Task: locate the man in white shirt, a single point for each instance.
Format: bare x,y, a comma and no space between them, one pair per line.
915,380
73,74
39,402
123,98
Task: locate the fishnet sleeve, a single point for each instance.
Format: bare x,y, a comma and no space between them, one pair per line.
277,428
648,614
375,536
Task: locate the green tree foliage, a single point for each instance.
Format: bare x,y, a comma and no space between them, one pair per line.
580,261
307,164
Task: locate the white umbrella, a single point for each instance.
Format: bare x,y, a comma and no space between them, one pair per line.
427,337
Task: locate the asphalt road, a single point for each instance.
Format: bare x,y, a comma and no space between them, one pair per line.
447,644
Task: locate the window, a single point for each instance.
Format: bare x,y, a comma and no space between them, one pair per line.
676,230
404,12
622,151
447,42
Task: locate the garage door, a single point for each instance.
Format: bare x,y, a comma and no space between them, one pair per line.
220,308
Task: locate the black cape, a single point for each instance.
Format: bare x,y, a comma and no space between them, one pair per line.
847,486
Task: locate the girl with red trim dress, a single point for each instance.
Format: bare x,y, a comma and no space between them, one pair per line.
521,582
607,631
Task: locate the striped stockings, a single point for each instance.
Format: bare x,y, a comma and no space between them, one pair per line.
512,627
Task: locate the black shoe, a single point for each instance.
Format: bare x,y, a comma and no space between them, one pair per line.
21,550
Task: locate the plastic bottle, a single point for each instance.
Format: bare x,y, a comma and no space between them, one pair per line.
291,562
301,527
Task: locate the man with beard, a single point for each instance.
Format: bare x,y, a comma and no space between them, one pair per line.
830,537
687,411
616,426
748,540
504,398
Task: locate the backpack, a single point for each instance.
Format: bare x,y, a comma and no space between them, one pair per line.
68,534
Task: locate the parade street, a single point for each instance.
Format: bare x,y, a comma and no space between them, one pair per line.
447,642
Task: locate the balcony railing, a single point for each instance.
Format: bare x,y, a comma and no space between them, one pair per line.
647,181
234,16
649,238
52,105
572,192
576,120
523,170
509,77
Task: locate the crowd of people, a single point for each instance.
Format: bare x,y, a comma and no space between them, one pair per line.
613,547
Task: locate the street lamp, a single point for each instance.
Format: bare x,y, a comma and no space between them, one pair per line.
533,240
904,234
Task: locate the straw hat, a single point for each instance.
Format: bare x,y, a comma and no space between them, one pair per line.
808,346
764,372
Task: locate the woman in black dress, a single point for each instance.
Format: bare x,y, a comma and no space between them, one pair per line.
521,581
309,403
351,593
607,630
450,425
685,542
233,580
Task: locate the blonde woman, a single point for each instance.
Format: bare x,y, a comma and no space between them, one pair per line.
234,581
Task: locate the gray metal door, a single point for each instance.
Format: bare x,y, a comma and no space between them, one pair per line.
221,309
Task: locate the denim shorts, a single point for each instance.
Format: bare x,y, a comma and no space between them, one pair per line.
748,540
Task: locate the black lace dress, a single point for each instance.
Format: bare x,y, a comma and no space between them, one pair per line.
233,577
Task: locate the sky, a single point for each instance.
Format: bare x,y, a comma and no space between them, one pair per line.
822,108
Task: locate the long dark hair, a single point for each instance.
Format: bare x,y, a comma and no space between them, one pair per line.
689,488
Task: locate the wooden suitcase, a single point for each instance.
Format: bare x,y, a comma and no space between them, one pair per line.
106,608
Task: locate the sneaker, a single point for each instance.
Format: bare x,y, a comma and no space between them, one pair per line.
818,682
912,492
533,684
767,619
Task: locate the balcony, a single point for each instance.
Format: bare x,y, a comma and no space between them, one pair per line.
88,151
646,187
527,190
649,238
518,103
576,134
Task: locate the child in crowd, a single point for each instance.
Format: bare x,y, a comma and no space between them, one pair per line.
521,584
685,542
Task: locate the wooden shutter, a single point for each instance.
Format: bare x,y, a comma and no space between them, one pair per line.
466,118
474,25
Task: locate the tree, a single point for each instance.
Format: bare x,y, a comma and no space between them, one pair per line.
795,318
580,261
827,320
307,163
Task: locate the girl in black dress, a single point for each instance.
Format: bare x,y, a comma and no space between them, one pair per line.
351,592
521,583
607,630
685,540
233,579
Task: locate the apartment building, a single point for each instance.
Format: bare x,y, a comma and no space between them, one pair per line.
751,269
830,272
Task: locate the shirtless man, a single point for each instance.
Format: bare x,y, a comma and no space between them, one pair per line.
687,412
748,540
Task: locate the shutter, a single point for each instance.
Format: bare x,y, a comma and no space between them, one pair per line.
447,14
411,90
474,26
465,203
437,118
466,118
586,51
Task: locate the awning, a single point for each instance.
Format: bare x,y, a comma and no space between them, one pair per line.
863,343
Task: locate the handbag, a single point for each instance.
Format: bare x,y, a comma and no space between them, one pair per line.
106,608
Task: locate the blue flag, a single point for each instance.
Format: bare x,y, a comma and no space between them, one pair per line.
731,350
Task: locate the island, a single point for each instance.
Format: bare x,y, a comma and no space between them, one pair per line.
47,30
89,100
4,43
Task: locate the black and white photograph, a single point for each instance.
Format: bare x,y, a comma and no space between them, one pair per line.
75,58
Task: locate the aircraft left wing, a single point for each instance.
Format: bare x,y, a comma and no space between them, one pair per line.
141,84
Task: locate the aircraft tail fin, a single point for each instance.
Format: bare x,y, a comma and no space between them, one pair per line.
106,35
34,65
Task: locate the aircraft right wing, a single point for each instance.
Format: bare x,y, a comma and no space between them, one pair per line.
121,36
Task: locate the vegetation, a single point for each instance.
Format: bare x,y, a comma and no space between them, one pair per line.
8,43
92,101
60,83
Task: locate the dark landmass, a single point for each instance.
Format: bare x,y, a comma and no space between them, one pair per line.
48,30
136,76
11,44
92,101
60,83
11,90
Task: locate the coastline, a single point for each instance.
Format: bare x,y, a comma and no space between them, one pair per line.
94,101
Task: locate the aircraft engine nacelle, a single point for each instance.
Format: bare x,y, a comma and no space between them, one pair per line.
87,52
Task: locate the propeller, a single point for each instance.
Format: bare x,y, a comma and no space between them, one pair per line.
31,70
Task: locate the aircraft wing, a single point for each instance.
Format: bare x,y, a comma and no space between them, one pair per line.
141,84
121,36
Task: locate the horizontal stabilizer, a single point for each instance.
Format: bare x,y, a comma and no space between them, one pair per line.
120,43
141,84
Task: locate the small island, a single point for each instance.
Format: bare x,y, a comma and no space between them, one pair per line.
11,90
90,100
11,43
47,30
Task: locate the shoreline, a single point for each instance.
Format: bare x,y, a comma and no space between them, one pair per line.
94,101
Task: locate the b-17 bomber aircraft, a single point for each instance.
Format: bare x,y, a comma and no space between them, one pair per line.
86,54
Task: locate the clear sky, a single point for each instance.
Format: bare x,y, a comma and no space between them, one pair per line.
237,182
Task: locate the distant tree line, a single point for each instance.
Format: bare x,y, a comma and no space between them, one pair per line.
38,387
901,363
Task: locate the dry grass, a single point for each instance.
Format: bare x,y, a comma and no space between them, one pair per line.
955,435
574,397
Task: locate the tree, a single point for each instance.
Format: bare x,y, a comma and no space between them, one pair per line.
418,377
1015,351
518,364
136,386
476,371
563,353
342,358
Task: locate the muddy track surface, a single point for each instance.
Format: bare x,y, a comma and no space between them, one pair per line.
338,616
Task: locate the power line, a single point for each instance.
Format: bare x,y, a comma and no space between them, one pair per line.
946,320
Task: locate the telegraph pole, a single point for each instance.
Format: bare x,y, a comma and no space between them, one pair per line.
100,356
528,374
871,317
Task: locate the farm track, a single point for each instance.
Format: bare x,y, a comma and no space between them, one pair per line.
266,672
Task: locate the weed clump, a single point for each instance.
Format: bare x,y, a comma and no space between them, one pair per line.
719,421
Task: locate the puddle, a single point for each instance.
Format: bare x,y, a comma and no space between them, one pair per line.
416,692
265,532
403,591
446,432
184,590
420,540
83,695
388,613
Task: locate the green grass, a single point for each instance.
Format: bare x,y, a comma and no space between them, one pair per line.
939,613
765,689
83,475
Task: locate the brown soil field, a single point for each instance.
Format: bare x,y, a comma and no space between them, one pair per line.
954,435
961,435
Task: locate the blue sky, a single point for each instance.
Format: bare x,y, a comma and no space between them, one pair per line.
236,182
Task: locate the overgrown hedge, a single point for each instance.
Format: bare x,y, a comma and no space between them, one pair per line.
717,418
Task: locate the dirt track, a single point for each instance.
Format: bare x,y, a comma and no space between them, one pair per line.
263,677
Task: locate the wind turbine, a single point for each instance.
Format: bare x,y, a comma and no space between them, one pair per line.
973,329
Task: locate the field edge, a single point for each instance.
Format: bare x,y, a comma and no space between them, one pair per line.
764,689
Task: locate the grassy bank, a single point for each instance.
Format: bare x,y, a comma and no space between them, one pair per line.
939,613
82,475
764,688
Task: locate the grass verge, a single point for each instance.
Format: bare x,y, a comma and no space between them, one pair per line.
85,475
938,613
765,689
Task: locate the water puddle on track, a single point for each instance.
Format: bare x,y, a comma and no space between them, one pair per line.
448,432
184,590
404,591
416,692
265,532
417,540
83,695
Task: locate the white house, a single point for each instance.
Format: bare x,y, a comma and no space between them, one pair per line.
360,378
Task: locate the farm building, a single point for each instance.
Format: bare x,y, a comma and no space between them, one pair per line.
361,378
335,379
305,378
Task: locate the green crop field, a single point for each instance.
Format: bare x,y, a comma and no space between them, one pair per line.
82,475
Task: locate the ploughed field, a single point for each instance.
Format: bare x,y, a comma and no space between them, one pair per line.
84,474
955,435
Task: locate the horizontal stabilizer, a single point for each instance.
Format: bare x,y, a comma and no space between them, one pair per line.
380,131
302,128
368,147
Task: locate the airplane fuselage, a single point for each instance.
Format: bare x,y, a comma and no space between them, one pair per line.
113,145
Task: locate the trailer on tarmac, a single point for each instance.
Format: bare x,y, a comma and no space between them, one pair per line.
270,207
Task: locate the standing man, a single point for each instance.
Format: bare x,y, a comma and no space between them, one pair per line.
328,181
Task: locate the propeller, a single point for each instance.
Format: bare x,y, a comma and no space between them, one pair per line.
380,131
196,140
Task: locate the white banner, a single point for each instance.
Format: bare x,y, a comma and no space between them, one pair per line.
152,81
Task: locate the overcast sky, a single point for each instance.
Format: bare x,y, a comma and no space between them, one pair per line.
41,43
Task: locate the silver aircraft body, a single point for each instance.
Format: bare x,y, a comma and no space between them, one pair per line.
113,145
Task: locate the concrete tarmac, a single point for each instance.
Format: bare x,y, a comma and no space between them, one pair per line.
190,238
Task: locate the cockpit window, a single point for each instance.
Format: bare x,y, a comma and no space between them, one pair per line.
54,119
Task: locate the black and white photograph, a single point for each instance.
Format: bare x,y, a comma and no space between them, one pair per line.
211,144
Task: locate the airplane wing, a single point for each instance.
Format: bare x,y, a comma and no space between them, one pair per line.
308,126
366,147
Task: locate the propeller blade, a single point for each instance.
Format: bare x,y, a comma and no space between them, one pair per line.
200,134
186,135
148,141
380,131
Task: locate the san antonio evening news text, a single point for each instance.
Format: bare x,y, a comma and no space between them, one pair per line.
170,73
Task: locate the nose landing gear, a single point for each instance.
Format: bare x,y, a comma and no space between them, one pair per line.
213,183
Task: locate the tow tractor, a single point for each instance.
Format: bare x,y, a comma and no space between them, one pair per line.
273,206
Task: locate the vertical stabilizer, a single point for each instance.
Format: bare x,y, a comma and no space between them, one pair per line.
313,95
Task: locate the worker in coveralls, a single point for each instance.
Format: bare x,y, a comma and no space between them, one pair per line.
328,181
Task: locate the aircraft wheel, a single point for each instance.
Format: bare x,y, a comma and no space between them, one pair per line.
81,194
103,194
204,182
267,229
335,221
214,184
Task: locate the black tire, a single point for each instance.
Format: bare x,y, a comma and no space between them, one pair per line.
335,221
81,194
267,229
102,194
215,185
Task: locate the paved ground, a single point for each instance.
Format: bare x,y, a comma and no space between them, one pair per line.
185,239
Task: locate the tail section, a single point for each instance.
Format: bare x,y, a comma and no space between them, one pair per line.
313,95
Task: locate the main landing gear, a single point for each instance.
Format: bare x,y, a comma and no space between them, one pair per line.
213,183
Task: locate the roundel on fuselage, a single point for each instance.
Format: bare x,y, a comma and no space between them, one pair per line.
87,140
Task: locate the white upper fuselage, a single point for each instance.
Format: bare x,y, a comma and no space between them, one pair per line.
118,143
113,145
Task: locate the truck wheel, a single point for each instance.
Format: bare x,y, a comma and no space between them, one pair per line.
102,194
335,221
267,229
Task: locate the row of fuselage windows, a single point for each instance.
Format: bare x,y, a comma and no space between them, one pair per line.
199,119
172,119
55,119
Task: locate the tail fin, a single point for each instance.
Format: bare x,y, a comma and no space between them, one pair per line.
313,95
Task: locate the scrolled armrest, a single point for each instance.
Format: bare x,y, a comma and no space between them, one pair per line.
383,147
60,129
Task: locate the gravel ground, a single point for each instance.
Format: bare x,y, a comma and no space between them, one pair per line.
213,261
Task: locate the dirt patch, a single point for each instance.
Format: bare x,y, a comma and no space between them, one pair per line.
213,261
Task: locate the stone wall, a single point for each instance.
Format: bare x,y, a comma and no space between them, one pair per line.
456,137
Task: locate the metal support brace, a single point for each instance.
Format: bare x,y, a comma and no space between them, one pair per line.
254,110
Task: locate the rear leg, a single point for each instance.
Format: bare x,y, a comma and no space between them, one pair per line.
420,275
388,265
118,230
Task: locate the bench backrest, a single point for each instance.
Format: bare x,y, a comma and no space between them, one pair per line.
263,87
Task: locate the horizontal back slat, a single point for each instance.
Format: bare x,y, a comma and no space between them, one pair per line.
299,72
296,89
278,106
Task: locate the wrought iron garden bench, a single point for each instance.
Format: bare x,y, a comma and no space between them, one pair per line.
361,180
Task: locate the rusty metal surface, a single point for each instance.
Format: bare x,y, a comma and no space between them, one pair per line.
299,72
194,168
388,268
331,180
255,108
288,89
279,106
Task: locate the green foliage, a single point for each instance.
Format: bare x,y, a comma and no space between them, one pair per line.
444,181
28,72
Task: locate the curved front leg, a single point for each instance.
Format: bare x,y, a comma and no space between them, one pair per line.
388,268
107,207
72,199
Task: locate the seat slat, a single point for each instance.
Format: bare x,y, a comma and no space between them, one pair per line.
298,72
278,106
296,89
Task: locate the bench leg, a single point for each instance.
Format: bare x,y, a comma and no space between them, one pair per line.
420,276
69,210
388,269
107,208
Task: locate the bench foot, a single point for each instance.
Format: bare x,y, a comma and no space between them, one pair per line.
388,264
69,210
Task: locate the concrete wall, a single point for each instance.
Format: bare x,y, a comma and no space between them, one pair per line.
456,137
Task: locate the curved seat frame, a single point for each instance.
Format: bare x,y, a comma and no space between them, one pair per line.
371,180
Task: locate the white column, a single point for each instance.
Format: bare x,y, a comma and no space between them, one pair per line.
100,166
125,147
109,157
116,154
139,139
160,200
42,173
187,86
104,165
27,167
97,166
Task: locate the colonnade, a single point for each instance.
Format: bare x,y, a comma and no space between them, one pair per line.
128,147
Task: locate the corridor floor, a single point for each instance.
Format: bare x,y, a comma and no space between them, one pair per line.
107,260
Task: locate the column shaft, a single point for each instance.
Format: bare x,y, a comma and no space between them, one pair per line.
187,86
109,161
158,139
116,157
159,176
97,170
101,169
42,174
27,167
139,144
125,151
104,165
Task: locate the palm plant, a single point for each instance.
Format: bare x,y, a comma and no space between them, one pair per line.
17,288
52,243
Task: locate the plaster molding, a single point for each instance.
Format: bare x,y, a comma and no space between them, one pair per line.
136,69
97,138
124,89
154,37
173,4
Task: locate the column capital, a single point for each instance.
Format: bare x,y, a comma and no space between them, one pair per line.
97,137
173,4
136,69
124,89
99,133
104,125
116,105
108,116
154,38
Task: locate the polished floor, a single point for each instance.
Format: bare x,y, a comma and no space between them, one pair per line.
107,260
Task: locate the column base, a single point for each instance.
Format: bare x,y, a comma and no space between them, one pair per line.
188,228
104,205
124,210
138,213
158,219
########################################
Everything from the line containing "Task: locate the white column, a" through the last line of the records must be given again exactly; leave out all other lines.

WRITTEN REPLY:
Task: locate the white column, a single point for each instance.
Format: bare x,y, a comma and no space between them, one pair per line.
100,166
125,147
109,157
116,154
139,139
160,200
42,173
187,86
104,165
27,167
97,166
Task: locate the colonnade, a single point for each instance.
Format: bare x,y, a comma and no space between them, one pair per line.
128,147
Task: locate the corridor floor, a single point for each instance.
Format: bare x,y, a comma and no space between them, one pair per line.
107,260
Task: locate the column shaft, a single point for each instance.
Format: bare x,y, a comma and no space between them, one pair per line.
187,86
109,161
158,139
116,157
159,176
97,170
101,169
42,174
27,167
139,144
125,151
104,165
Task: locate the palm plant, a single point for each instance.
Format: bare x,y, a comma and no space between them, one pair per line.
17,288
52,243
Task: locate the plaster molding, a single point for each instance.
Format: bare x,y, a comma and no space between them, one pair per line.
136,69
97,138
124,89
154,37
173,4
Task: locate the column capital, a single point for each instance.
Format: bare x,y, a comma and no space between them, one pair per line.
97,137
173,4
136,69
124,89
99,133
104,125
116,105
108,116
154,38
Task: locate the polished floor, a single point for each instance.
Format: bare x,y, a comma and no space between them, one pair per line.
107,260
Task: locate the column base, a single point for each instance.
Format: bare x,y, a comma and no space between them, one pair per line.
188,228
104,205
124,210
138,213
158,219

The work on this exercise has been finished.